• _WORK TASK_
Filter the entries that follow, copying every line in which the word "tire" appears.
----- THE DATA
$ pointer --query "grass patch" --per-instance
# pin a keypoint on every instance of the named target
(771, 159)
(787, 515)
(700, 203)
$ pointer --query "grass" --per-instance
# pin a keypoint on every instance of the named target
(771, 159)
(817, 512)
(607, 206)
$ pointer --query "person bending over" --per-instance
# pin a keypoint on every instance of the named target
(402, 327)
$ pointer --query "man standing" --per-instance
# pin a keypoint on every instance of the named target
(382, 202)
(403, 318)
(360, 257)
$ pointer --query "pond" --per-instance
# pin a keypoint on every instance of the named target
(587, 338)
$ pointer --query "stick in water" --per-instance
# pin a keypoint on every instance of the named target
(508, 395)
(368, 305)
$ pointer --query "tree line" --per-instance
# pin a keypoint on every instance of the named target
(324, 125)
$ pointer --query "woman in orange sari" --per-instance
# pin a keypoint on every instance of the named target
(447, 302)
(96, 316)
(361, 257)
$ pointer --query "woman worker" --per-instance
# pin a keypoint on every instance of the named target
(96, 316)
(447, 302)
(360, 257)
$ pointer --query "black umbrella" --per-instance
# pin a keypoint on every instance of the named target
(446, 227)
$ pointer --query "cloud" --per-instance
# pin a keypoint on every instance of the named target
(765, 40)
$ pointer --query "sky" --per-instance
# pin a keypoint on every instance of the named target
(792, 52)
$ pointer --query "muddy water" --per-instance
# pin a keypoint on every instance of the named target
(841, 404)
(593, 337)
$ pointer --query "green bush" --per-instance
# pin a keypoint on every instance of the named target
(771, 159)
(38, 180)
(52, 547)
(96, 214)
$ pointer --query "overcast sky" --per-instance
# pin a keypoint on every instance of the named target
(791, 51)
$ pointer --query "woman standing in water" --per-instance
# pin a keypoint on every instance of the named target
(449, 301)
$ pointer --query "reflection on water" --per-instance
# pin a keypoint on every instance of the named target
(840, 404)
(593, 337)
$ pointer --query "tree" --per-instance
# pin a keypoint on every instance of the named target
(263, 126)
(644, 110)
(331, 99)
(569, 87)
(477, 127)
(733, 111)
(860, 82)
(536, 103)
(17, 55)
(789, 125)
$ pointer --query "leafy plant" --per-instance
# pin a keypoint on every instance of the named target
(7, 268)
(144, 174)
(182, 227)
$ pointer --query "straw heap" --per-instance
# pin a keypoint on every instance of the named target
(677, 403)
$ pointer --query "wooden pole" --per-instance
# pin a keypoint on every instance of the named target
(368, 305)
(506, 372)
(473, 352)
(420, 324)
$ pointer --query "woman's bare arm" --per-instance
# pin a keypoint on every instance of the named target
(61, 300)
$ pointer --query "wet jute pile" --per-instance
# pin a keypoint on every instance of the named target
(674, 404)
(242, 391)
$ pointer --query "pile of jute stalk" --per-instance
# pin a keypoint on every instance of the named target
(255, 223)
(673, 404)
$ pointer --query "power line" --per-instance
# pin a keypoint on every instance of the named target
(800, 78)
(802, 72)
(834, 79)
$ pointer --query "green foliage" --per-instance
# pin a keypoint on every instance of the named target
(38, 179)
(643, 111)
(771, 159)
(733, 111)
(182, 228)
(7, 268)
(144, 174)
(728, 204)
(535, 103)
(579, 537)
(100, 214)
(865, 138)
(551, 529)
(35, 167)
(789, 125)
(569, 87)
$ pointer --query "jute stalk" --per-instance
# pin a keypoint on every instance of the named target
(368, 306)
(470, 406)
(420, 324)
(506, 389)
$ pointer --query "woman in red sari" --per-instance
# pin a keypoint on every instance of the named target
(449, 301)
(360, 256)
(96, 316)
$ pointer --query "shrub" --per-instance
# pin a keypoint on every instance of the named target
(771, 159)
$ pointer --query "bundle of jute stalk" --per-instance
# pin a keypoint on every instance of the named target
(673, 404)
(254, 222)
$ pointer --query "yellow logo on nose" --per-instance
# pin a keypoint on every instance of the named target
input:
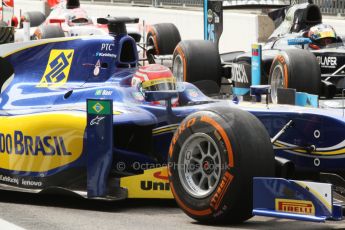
(57, 70)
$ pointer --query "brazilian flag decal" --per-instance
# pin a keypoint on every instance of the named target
(98, 107)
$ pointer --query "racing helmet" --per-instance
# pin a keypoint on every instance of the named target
(154, 77)
(322, 35)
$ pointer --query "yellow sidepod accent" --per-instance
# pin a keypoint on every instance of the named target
(153, 183)
(41, 142)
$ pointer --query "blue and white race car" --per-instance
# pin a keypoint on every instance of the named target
(81, 115)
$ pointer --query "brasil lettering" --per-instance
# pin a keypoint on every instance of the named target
(20, 144)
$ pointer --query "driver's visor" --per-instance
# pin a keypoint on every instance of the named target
(160, 84)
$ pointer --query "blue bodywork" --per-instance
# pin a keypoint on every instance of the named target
(58, 76)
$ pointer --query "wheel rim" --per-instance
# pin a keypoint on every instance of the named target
(199, 165)
(178, 71)
(277, 81)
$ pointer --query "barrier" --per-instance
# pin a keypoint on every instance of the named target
(328, 7)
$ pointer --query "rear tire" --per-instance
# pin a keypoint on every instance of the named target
(162, 38)
(6, 33)
(197, 60)
(230, 147)
(295, 68)
(48, 31)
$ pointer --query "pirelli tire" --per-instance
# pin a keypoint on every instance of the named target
(230, 145)
(197, 60)
(295, 68)
(48, 31)
(162, 38)
(35, 18)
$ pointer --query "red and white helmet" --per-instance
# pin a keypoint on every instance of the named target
(154, 77)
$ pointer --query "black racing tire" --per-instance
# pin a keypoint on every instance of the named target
(197, 60)
(245, 151)
(35, 18)
(295, 68)
(6, 33)
(162, 38)
(48, 31)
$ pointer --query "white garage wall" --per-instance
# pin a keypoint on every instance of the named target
(240, 29)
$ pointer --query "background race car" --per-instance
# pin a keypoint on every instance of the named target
(290, 48)
(79, 117)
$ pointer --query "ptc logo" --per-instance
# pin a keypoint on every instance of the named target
(57, 70)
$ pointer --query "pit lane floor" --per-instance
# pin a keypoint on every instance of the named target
(53, 212)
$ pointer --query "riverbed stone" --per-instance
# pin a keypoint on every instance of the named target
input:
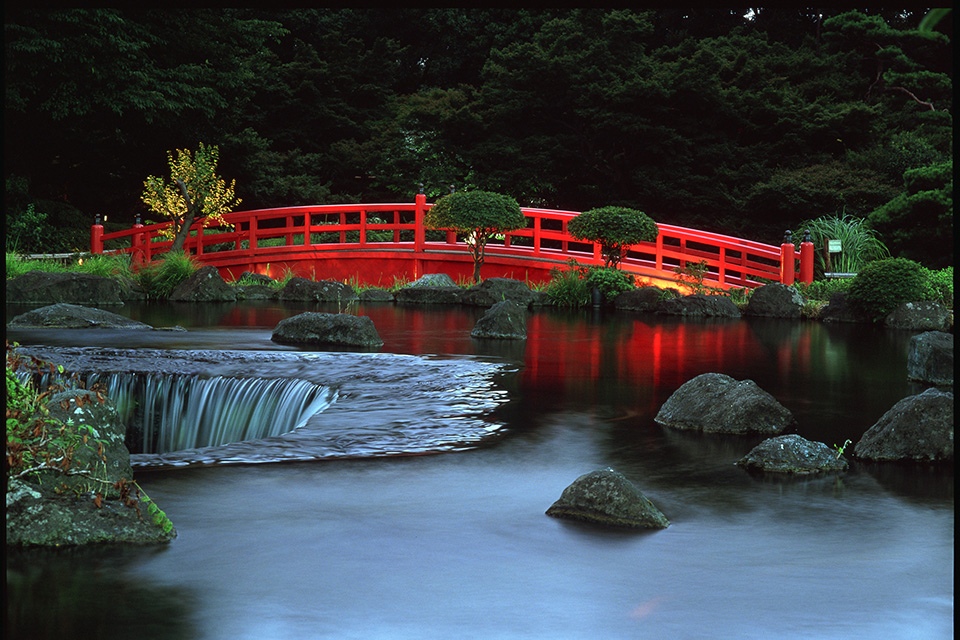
(329, 329)
(774, 301)
(924, 315)
(494, 290)
(505, 320)
(930, 358)
(716, 403)
(72, 316)
(204, 285)
(918, 428)
(700, 305)
(304, 290)
(38, 287)
(607, 497)
(37, 517)
(53, 509)
(839, 310)
(376, 295)
(792, 454)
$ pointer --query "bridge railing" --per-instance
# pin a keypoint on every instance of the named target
(398, 227)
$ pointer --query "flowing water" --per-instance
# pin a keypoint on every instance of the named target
(357, 535)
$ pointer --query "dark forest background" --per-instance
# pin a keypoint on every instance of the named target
(736, 120)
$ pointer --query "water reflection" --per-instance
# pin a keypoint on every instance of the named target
(457, 545)
(85, 593)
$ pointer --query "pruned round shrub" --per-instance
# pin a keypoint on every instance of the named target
(884, 284)
(615, 229)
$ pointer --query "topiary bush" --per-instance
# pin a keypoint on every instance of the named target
(883, 284)
(615, 229)
(478, 215)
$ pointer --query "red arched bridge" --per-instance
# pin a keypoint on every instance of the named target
(377, 244)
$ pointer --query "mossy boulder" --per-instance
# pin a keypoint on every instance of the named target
(607, 497)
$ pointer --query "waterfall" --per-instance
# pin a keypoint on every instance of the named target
(169, 412)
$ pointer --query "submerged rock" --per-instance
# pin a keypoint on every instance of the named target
(301, 289)
(607, 497)
(424, 294)
(792, 454)
(505, 320)
(72, 316)
(700, 305)
(433, 280)
(716, 403)
(925, 315)
(327, 328)
(774, 301)
(37, 287)
(494, 290)
(917, 429)
(642, 299)
(930, 358)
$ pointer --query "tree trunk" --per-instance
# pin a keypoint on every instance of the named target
(184, 230)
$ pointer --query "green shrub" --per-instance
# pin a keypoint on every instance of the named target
(883, 284)
(611, 282)
(615, 229)
(569, 287)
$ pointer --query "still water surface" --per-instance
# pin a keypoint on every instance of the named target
(456, 544)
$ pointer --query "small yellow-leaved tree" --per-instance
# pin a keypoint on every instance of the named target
(193, 191)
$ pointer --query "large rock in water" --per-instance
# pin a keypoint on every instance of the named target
(607, 497)
(505, 320)
(716, 403)
(700, 305)
(917, 429)
(328, 328)
(792, 454)
(301, 289)
(930, 358)
(37, 287)
(774, 301)
(72, 316)
(204, 285)
(494, 290)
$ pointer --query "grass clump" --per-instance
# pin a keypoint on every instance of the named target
(159, 279)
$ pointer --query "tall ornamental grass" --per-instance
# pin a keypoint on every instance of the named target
(860, 243)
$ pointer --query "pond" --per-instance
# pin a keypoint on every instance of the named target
(453, 542)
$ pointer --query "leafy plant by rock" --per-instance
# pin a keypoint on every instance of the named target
(883, 284)
(615, 229)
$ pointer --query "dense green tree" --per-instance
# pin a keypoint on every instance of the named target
(478, 216)
(615, 228)
(918, 224)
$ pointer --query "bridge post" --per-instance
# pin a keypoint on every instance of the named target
(137, 242)
(806, 259)
(787, 259)
(419, 235)
(96, 236)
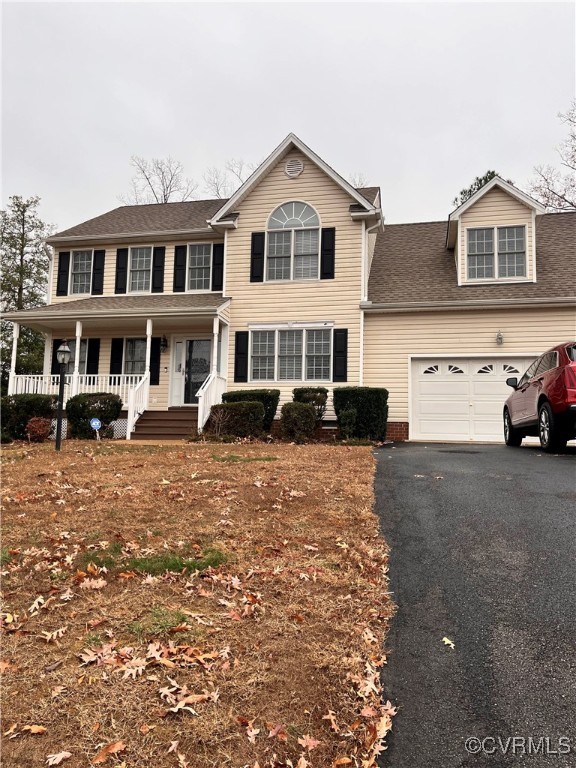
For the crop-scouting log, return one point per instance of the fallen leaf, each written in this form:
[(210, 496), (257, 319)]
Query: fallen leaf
[(57, 758), (109, 749), (308, 742), (34, 728)]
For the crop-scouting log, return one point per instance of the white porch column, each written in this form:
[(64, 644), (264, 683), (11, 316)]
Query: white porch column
[(74, 388), (215, 331), (148, 343), (15, 337)]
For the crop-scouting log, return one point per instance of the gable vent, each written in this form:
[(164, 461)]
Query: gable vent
[(294, 167)]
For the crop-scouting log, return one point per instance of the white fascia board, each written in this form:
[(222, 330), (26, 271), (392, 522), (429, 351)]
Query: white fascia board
[(290, 141), (522, 197)]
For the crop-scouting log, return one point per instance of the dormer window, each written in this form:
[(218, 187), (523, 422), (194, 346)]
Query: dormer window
[(293, 243), (496, 253)]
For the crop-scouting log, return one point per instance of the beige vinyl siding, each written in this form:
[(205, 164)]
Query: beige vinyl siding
[(497, 209), (110, 266), (334, 300), (389, 339)]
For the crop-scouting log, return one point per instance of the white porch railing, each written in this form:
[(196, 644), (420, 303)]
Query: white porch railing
[(209, 394), (38, 384), (137, 403)]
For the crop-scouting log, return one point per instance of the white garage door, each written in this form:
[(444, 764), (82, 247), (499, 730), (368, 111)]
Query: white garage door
[(461, 398)]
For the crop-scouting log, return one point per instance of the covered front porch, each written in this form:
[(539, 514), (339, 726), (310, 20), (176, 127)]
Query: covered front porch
[(162, 356)]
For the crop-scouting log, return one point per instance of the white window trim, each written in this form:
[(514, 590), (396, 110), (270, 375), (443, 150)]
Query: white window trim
[(291, 327), (89, 291), (292, 279), (199, 290), (128, 277), (491, 280), (126, 338)]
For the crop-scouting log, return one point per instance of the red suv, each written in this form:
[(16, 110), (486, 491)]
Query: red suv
[(543, 403)]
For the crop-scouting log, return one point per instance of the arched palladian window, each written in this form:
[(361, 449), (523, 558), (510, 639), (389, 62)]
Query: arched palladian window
[(293, 243)]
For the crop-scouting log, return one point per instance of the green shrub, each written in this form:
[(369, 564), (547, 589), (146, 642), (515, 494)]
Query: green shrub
[(81, 408), (371, 406), (347, 422), (268, 397), (315, 396), (298, 421), (241, 419), (38, 429), (17, 410)]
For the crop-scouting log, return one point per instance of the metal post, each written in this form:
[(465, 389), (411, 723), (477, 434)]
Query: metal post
[(60, 406)]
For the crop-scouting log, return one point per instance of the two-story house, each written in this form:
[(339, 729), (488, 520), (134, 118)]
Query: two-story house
[(296, 280)]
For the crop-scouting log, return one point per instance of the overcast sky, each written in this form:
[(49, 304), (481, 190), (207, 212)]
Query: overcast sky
[(418, 97)]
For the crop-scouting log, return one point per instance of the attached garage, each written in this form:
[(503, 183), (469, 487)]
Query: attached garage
[(460, 398)]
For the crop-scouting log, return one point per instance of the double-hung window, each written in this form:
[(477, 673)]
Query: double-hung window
[(496, 253), (81, 272), (140, 269), (135, 356), (293, 243), (291, 355), (199, 267)]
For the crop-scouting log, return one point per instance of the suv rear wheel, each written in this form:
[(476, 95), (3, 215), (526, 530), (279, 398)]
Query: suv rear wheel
[(551, 437), (512, 436)]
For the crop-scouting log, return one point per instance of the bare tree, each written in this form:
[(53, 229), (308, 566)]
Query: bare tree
[(223, 183), (553, 187), (160, 180)]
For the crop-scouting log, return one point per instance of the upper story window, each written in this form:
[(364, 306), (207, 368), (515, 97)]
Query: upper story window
[(496, 253), (199, 267), (140, 269), (293, 243), (81, 272)]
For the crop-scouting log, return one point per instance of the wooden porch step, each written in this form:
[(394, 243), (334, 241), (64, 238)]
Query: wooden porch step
[(174, 424)]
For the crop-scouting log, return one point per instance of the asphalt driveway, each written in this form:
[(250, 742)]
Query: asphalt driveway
[(483, 551)]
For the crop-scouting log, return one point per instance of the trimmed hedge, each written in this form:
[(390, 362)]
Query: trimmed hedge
[(242, 419), (298, 421), (371, 406), (17, 410), (99, 405), (268, 397), (314, 396)]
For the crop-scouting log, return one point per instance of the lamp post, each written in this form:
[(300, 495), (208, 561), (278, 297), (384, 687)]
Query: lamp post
[(63, 357)]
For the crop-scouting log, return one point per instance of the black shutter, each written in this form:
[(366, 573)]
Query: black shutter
[(98, 273), (179, 268), (155, 360), (241, 356), (55, 368), (121, 270), (257, 257), (217, 266), (63, 273), (158, 269), (327, 250), (92, 356), (340, 355), (116, 355)]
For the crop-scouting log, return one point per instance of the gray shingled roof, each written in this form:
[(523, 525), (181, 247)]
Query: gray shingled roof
[(411, 264), (123, 305), (158, 218)]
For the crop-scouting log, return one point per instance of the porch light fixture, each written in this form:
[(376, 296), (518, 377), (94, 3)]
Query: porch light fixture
[(63, 355)]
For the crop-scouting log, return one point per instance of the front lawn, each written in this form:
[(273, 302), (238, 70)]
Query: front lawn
[(203, 605)]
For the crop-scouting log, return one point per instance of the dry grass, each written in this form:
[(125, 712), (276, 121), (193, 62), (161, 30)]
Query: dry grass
[(269, 635)]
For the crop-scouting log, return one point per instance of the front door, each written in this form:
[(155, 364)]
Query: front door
[(190, 368)]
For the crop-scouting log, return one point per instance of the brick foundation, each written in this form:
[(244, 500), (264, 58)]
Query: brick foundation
----------
• _RESPONSE TO THE TASK_
$ pointer --query "rear tire" --per-instance
$ pointer --query "pirelli tire" --per-instance
$ pointer --query "black racing tire" --per-instance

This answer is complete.